[Entries on finding named things]
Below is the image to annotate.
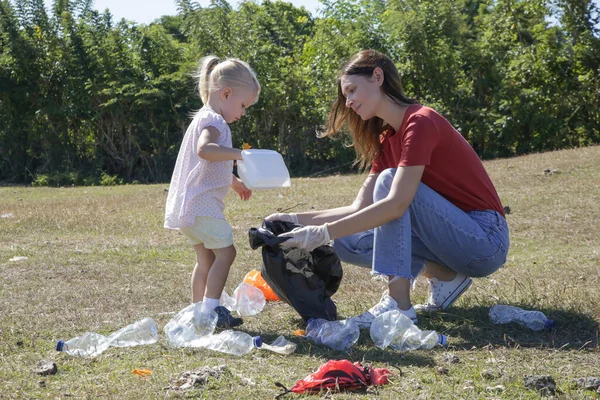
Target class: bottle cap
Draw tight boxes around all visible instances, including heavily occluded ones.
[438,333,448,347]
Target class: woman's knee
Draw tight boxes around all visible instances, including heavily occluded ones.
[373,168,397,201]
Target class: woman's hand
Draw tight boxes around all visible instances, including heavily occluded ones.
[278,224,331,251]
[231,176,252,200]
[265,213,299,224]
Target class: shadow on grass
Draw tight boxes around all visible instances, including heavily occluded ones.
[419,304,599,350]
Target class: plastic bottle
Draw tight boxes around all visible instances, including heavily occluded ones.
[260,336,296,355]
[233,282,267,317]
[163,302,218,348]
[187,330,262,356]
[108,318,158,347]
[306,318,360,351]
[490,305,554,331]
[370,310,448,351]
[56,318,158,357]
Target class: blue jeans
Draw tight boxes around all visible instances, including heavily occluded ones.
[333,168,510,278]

---

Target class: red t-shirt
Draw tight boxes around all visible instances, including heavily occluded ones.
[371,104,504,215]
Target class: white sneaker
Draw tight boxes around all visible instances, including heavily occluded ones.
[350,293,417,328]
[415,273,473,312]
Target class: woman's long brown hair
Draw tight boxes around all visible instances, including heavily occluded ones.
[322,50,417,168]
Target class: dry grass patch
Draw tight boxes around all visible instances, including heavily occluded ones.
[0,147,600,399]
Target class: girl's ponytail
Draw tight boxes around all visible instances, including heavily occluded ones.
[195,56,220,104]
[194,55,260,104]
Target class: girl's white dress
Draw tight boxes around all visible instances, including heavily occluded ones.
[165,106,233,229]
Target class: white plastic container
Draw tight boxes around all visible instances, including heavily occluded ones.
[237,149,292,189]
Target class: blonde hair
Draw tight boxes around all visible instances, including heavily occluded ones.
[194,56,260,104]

PROBLEM REQUIREMENTS. Copy out these lines word for word, beginning with the line that has "Target class: girl's ponytail" and continuing through the line that has "[194,56,260,104]", with both of those lines included.

THE RESPONSE.
Target class: girl's ponytail
Draw tight boxes around all visible instances, including heavily occluded ones.
[195,56,220,104]
[194,55,260,104]
Target class: girl's white dress
Draw tight boxes around all visible instances, including heavily occluded ones.
[165,106,233,229]
Target class: white plastic container
Draw tight boxes around all visible instances, including heavily occluded ones.
[237,149,292,189]
Target class: blonde hair
Draw tight boxes around all visible instances, including heavily occluded ones.
[194,56,260,104]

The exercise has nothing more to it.